> Excerpt to read
================

As expected, mean cervical length also decreased from 3.1±0.9 cm before the cervical ripening was administered to 2.0 ±1.1 cm 12 hours later, p < 0.0001. Pre-cervical ripening, cervical length ranged from 2.0 to 5.5 cm (Fig. 3C). Initial cervical lengths pre- and post-cervical ripening were similar among nulliparous and multiparous women (Fig. 3D). There was no correlation between cervical attenuation and cervical length, suggesting that these measures may be independently detecting structures in the cervix.

================

> Instructions to follow
Answer these questions using the excerpt on cervical length above.
1. What was the mean cervical length before cervical ripening was given, and what was it 12 hours later?
2. What range did cervical length cover before cervical ripening?
3. Was there a correlation between cervical attenuation and cervical length?

Records from a data collection

================

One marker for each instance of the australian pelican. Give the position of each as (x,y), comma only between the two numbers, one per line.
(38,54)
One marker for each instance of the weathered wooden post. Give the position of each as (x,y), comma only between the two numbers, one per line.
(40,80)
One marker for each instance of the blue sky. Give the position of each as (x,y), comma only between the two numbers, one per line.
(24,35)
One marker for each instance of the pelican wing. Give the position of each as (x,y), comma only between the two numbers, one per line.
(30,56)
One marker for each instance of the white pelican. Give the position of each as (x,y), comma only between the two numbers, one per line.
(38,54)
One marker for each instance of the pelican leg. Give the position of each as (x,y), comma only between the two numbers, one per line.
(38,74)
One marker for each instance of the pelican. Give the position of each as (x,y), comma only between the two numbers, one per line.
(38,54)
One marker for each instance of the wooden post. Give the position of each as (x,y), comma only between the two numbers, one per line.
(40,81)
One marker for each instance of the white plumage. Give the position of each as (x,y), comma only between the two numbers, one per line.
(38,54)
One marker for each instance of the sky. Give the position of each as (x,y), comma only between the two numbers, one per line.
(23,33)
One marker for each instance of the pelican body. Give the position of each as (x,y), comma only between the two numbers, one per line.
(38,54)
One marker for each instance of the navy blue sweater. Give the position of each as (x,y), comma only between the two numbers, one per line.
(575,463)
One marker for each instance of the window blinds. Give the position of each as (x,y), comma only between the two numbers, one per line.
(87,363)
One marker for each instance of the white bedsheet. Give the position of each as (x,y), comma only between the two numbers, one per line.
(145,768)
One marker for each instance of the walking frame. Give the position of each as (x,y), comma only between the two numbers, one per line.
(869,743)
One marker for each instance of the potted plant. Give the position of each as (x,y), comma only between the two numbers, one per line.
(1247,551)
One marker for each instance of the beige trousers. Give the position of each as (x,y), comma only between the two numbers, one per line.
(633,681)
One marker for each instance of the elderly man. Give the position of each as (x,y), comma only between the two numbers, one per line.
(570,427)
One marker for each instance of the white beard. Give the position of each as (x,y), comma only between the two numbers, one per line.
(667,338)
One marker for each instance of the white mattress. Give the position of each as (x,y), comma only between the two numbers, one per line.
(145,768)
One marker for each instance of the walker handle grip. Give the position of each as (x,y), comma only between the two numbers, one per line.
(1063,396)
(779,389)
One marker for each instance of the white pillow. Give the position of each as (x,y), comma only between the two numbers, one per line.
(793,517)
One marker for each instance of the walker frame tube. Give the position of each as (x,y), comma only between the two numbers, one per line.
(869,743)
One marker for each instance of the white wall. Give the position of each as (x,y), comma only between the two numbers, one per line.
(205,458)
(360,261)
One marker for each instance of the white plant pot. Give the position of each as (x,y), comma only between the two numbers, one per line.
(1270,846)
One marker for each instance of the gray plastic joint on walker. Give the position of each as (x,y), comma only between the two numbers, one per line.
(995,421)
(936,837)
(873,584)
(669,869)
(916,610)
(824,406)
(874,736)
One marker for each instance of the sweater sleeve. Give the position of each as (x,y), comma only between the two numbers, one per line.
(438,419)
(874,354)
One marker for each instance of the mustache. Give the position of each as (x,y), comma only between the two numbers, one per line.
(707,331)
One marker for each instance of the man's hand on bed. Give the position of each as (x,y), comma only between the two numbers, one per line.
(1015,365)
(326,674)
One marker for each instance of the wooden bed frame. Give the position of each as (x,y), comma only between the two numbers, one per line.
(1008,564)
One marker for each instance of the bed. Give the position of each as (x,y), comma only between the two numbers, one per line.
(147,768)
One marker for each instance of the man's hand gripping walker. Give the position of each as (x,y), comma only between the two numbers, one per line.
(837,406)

================

> Exercise answer
1. 3.1±0.9 cm before; 2.0±1.1 cm 12 hours later.
2. From 2.0 to 5.5 cm.
3. No, there was no correlation.